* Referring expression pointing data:
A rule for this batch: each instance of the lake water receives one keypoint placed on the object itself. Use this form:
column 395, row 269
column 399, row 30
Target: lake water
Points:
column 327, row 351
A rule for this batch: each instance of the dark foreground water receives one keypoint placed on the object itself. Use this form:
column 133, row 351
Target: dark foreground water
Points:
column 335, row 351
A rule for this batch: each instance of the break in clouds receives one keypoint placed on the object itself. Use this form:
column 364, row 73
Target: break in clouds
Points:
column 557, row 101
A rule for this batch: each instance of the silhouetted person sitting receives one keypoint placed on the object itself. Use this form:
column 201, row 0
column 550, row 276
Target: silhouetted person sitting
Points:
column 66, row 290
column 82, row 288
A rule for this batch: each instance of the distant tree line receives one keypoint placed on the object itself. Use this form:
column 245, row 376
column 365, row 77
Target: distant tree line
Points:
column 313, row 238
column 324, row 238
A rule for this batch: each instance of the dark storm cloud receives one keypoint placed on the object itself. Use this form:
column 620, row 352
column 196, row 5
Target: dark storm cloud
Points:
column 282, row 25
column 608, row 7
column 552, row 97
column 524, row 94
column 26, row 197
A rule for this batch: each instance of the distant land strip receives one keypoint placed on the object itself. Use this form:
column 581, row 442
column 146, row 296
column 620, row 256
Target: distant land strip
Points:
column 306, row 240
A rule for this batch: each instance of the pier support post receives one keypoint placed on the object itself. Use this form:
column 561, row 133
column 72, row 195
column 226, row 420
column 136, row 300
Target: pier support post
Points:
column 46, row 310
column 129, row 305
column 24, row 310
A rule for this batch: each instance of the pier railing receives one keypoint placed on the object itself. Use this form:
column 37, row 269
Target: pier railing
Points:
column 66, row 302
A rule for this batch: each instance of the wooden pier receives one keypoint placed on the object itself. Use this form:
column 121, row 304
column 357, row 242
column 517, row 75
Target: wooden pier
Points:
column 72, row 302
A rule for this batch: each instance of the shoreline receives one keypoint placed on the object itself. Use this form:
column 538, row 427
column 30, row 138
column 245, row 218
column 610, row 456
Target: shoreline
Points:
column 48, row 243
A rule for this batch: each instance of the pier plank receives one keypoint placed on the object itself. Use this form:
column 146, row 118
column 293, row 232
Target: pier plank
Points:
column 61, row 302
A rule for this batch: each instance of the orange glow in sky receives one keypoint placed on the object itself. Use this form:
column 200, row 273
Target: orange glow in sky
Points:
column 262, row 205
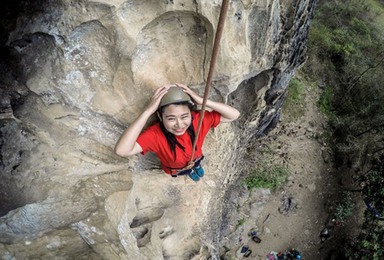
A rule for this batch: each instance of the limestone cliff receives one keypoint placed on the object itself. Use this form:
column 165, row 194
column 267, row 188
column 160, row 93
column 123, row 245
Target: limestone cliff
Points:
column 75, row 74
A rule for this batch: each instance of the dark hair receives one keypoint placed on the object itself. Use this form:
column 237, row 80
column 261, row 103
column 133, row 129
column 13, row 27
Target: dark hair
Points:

---

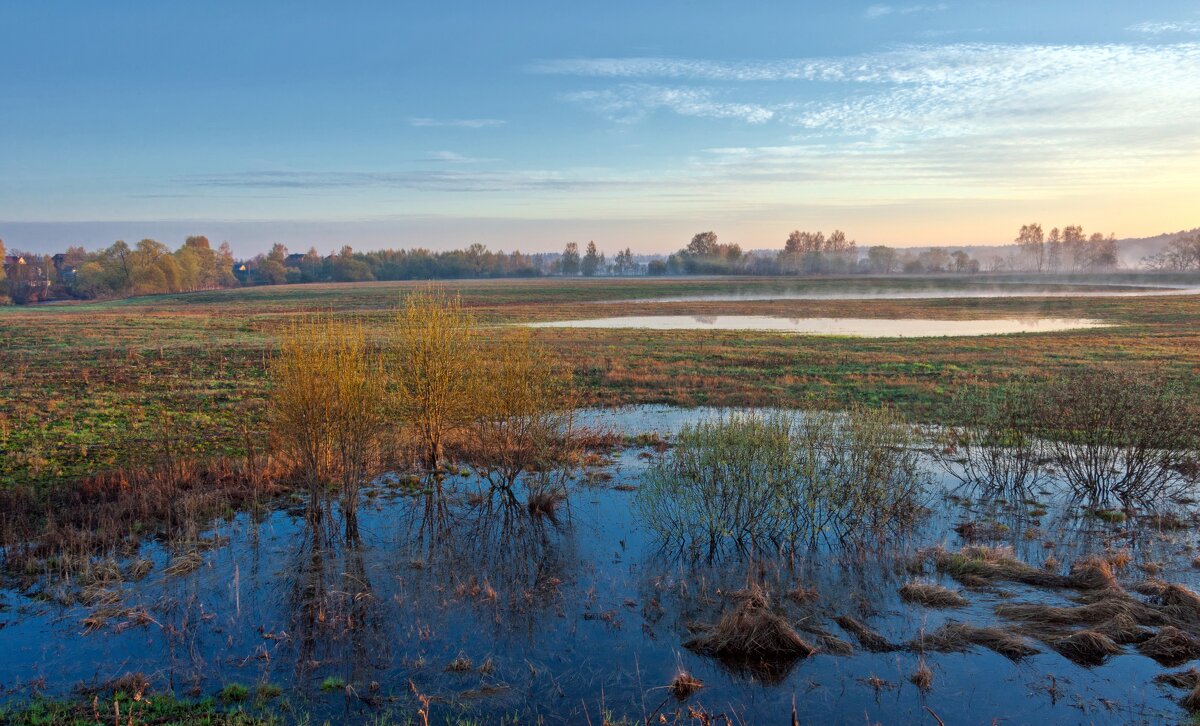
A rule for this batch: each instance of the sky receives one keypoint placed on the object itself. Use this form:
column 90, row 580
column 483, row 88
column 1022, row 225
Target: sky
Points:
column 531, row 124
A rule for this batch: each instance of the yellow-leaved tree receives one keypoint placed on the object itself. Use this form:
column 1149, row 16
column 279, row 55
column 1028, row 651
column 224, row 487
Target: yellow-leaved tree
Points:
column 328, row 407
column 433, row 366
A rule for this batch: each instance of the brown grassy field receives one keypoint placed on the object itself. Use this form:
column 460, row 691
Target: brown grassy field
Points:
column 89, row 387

--

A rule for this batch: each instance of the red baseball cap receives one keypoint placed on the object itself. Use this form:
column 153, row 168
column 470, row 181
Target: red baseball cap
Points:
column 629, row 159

* Task description:
When you reach the line holding "Target: wooden pier" in the records above, begin reproducing exactly, stop after the line holding "column 200, row 273", and output nothing else.

* Exercise solution:
Target: wooden pier
Points:
column 72, row 302
A rule for this batch: each instance of the shoreline receives one keypoint placed on the object itself. Use this form:
column 538, row 427
column 30, row 138
column 245, row 218
column 610, row 456
Target: shoreline
Points:
column 48, row 243
A rule for this batch: each instance of the pier plank receives one keypoint placed on the object itself. Use this form:
column 146, row 118
column 293, row 232
Target: pier plank
Points:
column 61, row 302
A rule for this batch: each instance of the orange glow in sky receives one keypoint placed on the object itself. Use this form:
column 200, row 273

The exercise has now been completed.